What this task involves — Give back the line containing "engine cover, placed" along with every line after it, exactly, until the entries end.

(Recorded data)
········

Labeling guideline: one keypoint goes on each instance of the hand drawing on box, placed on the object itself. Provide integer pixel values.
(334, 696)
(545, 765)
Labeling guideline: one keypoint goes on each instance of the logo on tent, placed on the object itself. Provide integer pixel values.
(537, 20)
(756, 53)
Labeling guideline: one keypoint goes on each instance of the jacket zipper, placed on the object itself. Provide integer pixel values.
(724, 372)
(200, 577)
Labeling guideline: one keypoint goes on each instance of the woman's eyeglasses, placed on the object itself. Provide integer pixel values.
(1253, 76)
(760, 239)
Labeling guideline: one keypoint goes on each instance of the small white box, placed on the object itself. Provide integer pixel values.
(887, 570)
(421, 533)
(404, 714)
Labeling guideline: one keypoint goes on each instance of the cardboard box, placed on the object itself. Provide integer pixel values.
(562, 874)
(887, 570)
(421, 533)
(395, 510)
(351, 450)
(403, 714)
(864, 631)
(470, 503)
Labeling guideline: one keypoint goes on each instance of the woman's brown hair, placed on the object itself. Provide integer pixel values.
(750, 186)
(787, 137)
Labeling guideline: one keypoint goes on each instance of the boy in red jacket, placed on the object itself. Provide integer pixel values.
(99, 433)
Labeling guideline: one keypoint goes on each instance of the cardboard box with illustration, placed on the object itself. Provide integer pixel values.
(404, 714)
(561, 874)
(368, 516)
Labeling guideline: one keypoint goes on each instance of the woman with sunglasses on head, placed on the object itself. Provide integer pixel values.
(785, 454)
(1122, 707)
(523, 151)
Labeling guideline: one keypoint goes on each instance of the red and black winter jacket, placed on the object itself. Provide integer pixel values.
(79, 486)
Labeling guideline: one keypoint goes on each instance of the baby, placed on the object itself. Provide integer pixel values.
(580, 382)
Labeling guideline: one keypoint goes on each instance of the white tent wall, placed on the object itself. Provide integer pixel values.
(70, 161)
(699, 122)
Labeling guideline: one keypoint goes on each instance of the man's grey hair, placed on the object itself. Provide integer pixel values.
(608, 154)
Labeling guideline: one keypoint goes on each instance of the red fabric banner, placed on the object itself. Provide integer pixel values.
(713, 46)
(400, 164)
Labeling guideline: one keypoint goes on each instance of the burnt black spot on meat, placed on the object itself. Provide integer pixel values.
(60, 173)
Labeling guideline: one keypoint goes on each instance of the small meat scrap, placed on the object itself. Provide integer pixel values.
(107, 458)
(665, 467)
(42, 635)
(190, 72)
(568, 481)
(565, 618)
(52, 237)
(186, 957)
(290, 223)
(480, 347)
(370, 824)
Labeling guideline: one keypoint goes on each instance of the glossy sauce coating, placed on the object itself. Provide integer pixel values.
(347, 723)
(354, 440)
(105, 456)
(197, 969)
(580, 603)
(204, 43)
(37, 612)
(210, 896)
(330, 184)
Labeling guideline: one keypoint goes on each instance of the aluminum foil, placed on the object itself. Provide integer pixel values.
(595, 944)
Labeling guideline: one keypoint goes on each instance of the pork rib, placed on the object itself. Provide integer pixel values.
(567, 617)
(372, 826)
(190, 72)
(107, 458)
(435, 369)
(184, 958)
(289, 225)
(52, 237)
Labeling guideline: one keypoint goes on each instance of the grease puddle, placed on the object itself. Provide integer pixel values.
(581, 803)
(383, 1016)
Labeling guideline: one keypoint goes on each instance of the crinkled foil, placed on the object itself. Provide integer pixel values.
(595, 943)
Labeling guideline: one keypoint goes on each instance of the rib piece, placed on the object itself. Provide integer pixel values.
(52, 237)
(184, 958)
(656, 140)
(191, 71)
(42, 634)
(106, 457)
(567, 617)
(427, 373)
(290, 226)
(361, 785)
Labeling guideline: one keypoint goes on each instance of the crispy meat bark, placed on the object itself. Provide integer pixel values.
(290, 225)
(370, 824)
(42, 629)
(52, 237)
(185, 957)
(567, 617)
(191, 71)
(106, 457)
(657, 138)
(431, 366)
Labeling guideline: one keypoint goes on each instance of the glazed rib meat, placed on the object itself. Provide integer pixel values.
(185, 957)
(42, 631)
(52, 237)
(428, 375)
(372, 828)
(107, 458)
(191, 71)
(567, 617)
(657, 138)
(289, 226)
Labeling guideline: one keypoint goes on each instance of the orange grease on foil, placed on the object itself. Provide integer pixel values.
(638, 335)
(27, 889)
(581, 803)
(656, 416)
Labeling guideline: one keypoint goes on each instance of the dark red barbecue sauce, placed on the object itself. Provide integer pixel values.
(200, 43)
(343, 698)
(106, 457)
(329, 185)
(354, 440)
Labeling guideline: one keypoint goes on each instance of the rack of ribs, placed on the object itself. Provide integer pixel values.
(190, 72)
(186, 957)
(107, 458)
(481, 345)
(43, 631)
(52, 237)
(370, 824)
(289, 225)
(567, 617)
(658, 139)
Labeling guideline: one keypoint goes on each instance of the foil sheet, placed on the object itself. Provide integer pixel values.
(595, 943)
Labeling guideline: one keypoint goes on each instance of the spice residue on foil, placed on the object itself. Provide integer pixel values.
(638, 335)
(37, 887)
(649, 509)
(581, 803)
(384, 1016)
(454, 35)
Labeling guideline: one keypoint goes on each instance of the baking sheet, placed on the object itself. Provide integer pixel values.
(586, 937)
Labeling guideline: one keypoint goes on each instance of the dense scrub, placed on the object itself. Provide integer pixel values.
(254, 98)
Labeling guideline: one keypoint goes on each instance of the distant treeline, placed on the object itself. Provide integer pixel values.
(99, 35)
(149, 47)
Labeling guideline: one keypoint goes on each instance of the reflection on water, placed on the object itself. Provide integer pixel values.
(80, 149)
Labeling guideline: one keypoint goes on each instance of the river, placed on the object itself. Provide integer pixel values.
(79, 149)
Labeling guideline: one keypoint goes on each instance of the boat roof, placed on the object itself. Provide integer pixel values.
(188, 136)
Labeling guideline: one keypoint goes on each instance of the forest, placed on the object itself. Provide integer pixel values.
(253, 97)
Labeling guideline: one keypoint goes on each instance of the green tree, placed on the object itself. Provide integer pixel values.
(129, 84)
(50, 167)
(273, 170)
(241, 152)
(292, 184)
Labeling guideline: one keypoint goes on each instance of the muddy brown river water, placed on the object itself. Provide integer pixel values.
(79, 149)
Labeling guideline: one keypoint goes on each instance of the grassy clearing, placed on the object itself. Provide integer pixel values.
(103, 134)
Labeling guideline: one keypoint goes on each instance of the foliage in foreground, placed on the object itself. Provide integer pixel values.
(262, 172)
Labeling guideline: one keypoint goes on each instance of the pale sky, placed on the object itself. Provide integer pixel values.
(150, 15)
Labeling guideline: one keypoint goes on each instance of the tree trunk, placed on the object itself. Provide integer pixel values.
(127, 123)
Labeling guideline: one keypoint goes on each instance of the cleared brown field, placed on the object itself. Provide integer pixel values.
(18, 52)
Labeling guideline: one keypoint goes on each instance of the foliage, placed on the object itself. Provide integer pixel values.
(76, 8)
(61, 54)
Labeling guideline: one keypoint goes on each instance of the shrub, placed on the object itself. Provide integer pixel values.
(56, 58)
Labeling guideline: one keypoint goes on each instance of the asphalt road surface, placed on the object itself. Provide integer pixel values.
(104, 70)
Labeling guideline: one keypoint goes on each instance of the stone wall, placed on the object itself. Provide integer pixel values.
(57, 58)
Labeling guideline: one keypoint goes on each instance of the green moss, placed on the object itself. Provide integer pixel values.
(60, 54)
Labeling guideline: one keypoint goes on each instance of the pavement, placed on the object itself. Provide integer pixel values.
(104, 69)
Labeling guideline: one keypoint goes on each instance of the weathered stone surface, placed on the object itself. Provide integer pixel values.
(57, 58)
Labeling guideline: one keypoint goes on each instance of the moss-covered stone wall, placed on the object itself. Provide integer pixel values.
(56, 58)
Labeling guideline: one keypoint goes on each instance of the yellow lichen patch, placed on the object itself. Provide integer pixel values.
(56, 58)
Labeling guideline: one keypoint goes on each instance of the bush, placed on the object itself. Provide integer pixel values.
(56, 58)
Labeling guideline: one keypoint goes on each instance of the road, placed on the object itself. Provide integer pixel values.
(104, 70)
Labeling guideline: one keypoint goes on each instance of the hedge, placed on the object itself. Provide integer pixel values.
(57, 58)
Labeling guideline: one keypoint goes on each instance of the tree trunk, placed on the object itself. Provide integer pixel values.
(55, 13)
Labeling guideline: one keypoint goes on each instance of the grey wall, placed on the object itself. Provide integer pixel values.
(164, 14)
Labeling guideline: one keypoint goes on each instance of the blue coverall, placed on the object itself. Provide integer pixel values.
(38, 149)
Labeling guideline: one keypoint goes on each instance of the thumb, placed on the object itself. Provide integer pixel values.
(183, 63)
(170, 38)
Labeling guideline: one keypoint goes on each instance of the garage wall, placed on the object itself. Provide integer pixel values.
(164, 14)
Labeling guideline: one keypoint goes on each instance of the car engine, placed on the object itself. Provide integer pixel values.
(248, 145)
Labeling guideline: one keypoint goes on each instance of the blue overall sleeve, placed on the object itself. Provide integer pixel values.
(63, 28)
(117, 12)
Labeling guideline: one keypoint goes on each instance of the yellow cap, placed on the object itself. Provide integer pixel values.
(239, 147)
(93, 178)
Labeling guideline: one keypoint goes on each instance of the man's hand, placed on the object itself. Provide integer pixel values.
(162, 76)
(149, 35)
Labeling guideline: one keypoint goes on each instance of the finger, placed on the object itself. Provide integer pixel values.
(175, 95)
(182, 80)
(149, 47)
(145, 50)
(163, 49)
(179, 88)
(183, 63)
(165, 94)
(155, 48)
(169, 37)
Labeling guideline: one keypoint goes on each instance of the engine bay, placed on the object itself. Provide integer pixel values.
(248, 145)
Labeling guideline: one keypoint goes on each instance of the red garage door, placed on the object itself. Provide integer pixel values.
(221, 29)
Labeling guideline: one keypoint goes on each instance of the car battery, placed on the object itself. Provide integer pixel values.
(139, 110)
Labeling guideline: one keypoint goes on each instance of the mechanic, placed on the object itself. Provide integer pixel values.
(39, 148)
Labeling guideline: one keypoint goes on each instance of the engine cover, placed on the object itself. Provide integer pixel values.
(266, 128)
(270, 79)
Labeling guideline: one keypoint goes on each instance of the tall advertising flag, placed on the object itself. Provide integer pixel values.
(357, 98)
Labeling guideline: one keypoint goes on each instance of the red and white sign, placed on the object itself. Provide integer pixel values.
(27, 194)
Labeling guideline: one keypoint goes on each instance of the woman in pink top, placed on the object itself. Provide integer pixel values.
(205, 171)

········

Answer space —
Labeling guideline: one keypoint goes on each instance of the engine cover, placed on the object itself. Provide integer pixel values.
(266, 128)
(270, 79)
Labeling guideline: one keypoint goes on each instance of the tall advertising flag, placed on the object itself. Provide integer pixel values.
(357, 98)
Labeling guideline: one keypoint goes on each instance of the red and white sign, placed on the object itself. Provide integer pixel values.
(27, 194)
Labeling guideline: one keypoint goes on each instance of the woman in pink top, placed on the object itself. Provide integer pixel values.
(205, 171)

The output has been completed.